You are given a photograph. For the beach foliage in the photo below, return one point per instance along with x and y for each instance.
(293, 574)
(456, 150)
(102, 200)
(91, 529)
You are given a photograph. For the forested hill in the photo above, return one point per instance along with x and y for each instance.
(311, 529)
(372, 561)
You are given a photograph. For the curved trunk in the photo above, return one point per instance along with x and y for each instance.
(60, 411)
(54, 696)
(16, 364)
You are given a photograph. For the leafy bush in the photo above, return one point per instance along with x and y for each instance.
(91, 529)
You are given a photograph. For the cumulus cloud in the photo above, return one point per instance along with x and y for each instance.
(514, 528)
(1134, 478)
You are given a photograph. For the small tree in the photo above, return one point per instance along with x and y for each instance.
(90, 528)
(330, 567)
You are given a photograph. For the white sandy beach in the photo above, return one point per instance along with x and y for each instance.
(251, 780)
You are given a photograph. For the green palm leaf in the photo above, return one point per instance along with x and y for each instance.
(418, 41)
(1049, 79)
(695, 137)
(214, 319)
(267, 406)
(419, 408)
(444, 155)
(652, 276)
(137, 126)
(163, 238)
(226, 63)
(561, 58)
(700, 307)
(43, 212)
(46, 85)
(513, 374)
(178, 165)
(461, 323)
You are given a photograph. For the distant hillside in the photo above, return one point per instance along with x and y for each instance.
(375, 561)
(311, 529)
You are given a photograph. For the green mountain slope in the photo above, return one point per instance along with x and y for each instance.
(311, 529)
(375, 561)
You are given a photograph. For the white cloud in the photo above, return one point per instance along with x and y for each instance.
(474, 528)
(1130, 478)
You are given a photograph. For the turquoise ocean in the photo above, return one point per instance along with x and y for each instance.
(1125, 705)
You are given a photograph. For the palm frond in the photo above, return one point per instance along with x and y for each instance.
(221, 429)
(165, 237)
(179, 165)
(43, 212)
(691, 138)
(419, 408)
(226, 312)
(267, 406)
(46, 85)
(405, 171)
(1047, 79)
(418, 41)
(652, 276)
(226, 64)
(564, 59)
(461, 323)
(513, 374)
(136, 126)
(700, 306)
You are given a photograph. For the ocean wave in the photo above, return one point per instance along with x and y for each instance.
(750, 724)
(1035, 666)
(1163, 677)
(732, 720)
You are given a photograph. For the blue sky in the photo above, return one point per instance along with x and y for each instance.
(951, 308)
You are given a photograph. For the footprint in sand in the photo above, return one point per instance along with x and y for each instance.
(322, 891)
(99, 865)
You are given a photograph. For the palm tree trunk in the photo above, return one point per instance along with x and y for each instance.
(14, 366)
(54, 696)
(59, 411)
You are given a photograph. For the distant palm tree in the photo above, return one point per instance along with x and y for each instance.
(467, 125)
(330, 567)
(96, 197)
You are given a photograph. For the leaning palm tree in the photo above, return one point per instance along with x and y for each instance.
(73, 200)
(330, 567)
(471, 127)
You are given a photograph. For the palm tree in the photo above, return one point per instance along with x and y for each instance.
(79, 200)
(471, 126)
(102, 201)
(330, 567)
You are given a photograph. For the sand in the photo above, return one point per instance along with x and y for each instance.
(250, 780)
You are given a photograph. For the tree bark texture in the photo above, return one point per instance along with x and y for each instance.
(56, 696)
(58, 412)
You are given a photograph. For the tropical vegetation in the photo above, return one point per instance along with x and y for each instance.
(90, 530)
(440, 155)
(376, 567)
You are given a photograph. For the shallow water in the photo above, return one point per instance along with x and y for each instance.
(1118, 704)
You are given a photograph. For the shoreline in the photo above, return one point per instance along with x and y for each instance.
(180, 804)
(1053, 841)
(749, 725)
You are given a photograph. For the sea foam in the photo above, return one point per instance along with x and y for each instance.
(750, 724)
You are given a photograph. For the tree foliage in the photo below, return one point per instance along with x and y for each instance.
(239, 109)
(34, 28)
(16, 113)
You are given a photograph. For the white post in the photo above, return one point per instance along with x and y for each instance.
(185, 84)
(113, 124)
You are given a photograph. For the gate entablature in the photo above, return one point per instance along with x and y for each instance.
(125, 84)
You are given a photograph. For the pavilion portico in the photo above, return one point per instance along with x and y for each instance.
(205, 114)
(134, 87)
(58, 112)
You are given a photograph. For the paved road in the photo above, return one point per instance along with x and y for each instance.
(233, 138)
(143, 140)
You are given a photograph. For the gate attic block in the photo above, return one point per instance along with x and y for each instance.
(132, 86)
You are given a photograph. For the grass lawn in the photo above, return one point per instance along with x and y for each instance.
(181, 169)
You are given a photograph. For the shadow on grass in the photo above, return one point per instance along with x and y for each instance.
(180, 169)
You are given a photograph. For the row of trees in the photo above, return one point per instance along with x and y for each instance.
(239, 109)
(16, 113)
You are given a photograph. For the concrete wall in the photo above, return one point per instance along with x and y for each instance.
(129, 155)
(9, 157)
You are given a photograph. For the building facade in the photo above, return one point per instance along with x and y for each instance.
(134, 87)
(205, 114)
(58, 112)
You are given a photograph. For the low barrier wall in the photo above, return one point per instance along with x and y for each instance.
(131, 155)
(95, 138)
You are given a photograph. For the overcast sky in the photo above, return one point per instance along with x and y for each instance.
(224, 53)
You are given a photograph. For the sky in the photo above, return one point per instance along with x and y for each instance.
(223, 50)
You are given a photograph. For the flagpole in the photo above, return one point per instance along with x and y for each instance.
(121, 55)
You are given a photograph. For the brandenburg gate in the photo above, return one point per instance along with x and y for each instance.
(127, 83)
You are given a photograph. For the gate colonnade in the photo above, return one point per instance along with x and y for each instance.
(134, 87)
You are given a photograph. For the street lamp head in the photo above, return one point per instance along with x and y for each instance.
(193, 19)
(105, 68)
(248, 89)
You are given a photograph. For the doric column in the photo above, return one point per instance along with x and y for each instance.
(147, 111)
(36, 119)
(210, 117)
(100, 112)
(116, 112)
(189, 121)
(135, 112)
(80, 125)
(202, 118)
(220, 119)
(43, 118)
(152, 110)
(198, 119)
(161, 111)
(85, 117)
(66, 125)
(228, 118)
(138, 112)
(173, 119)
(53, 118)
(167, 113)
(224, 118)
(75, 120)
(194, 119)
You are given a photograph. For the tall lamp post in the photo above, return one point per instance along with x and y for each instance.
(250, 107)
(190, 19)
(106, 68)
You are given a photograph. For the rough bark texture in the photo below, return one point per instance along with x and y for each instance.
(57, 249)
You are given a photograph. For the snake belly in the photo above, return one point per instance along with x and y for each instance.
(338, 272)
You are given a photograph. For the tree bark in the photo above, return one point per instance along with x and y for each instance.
--
▶ _What the task asks_: Transcribe the data. Leave every line exactly as it is.

▶ _Solution to this task_:
You are given a photograph. For the beach foliage in the photo below, return one point per instance along with x and y for each instance.
(293, 574)
(456, 150)
(102, 200)
(91, 529)
You are given a photograph. For the forested hill in the photo above, return one point per instance along with x and y for each instance.
(311, 529)
(372, 561)
You are given a photograph. For the curved trunk in the photo above, return one point per instance along with x and y for each instance.
(60, 411)
(54, 696)
(16, 364)
You are given a photograph. For the leafy bush in the photo above, return one point per instance along with x and y for each instance.
(91, 529)
You are given a photograph. For the cumulus cloud in the photo above, return one point per instance along with x and y for each instance.
(514, 528)
(1134, 478)
You are given a photograph. For the small tree in the photo above, return one point per instance along with x and y for each instance.
(90, 528)
(330, 567)
You are given a photograph. For the white sandy beach in the photo above, return one point per instance along with x and y for each instance.
(251, 780)
You are given a photograph. For the green palm leaf in the photo above, return one point per instance along with x and y for each instance.
(418, 41)
(1049, 79)
(695, 137)
(214, 319)
(267, 406)
(419, 408)
(444, 155)
(652, 276)
(137, 126)
(163, 238)
(226, 63)
(561, 58)
(700, 307)
(43, 212)
(46, 85)
(513, 374)
(178, 165)
(461, 323)
You are given a photograph. For the distant hillside in the photo above, return one point per instance along with x and y for each instance.
(375, 561)
(311, 529)
You are given a photograph. For the green mountain slope in the photo above, return one point per instance along with x and y for each instance.
(311, 529)
(375, 561)
You are given a photograph. For the white cloud in the photo above, return one point per instance along with x and y for each instance.
(474, 528)
(1130, 478)
You are given a photograph. For the turquoise ocean in the photo above, return one point per instance along with x and y for each instance.
(1125, 705)
You are given a photograph. For the palm frond in the photo above, return one point per instance along with x and y for each instance.
(221, 429)
(165, 237)
(179, 165)
(43, 212)
(691, 138)
(419, 408)
(226, 312)
(267, 406)
(46, 85)
(405, 171)
(1047, 79)
(418, 41)
(652, 276)
(226, 64)
(564, 59)
(461, 323)
(513, 374)
(136, 126)
(700, 306)
You are given a photograph. For the ocean wave in the photo above, return one point per instance along with x and y for each instance.
(750, 724)
(1035, 666)
(1163, 677)
(732, 720)
You are given a photograph. For the blue sky in the photo above, return one point per instance along with x and y for each instance.
(951, 308)
You are given a photograph. For the footprint in sand in the photo above, return one point per instance along with x and y for each instance.
(322, 891)
(99, 865)
You are given a photograph. For the palm tree trunk in the photo above, return one point per instance along with x and y for each instance.
(14, 366)
(54, 696)
(59, 411)
You are given a photograph. For the distant palm tree in the photo above, return one point per instance along with x and y for each instance.
(467, 125)
(330, 567)
(96, 197)
You are given a photograph. For the leaning palm tree in the photo above, return one point per instance along with x and y for each instance.
(73, 200)
(330, 567)
(471, 127)
You are given a photograph. For the palm tree in the photo above, return one point per instance along with x and y for each instance.
(79, 200)
(471, 126)
(102, 201)
(330, 567)
You are given a photograph. For the sand in the photo above, return one point per instance along with x and y for each instance.
(250, 780)
You are given a photograph. For the tree bark texture in the photo above, return one point per instance along with x and y for each instance.
(56, 696)
(58, 412)
You are given a photograph. For the tropical vegetation in the photo above, return one point per instance along with x and y for each instance.
(90, 530)
(440, 155)
(376, 567)
You are given a photograph. For the shallow water in the photo above, return one point per instance along with x and y for each instance.
(1118, 704)
You are given a photograph. For the shoreline in the photo above, return one point per instance along with x and y for each instance.
(180, 804)
(1053, 841)
(749, 725)
You are given a photograph. For the sea foam in the photo above, return one point per instance along with x and y for each instance.
(750, 724)
You are given a photograph. For the tree foliage in the photo below, return one point per instance along with x and y for each instance.
(239, 109)
(34, 28)
(16, 113)
You are given a photograph. For the white post in the photo above, return one point per instance along with x and y for each instance.
(185, 84)
(113, 124)
You are given a photograph. For the gate entablature in the photo above, return one point per instance along with x and y for each instance.
(125, 84)
You are given a photograph. For the pavilion portico in the photo above, return one point per instance along with x and y for each instance.
(205, 114)
(134, 87)
(58, 112)
You are given a photograph. For the paved road in the photo above, return one point per instance along with x and y for each instance.
(233, 138)
(143, 140)
You are given a photograph. For the gate attic block in the photo above, return one point per instance along with x and y for each instance.
(132, 86)
You are given a photograph. For the grass lawn in the photo above, return one point per instance along with x and y for each instance.
(181, 169)
You are given a photograph. For the shadow on grass in the photo above, return one point per instance along with x and y for each instance.
(180, 169)
You are given a photograph. For the row of trees in the photo above, return one point per instance along with x and y for each instance.
(239, 109)
(16, 113)
You are given a photograph. For the concrete wall in the photo above, return one point per instance along with x and y for each instance.
(129, 155)
(9, 157)
You are given a photograph. For the building facade in the photo above, return one point per instance along with x and y for each instance.
(134, 87)
(205, 114)
(58, 112)
You are given a photograph. For the low barrier wall in the photo above, return one point per instance along with x and y for each instance.
(131, 155)
(95, 138)
You are given a photograph. For the overcast sky in the photo above, return one point per instance along with x and y for each instance.
(224, 53)
You are given a photograph. For the sky in the photo above, return one point per instance along with x and y for each instance.
(223, 50)
You are given a photograph. For the flagpole in the photo above, return one point per instance along with x and y for each instance.
(121, 55)
You are given a photograph. For the brandenburg gate in the photo above, return one point per instance along with x and y for each instance.
(127, 83)
You are given a photograph. For the gate colonnade in the photo above, return one point per instance along with x and y for each instance.
(134, 87)
You are given a photograph. For the street lamp head in the photo above, return one point per instance along with x and y for each instance.
(193, 19)
(105, 68)
(248, 89)
You are given a photograph. For the doric column in the photo above, return one point per instance along with x and y for each instance.
(147, 111)
(36, 119)
(210, 117)
(100, 112)
(116, 112)
(189, 121)
(135, 112)
(80, 125)
(202, 118)
(220, 119)
(43, 118)
(152, 110)
(198, 119)
(161, 111)
(85, 117)
(66, 125)
(228, 118)
(138, 112)
(173, 119)
(53, 118)
(167, 113)
(224, 118)
(75, 120)
(194, 119)
You are given a photograph. For the tall lamp post in the photo above, return one point per instance along with x and y for each instance.
(250, 107)
(190, 19)
(106, 68)
You are given a photograph. For the rough bark texture in the photo below, return one point per instance along with x and y for each instance.
(57, 249)
You are given a photograph. For the snake belly in the photo above, return one point per instance along with x and y for each instance.
(338, 272)
You are given a photograph. For the tree bark in the photo above, return one point per instance along with x and y for each instance.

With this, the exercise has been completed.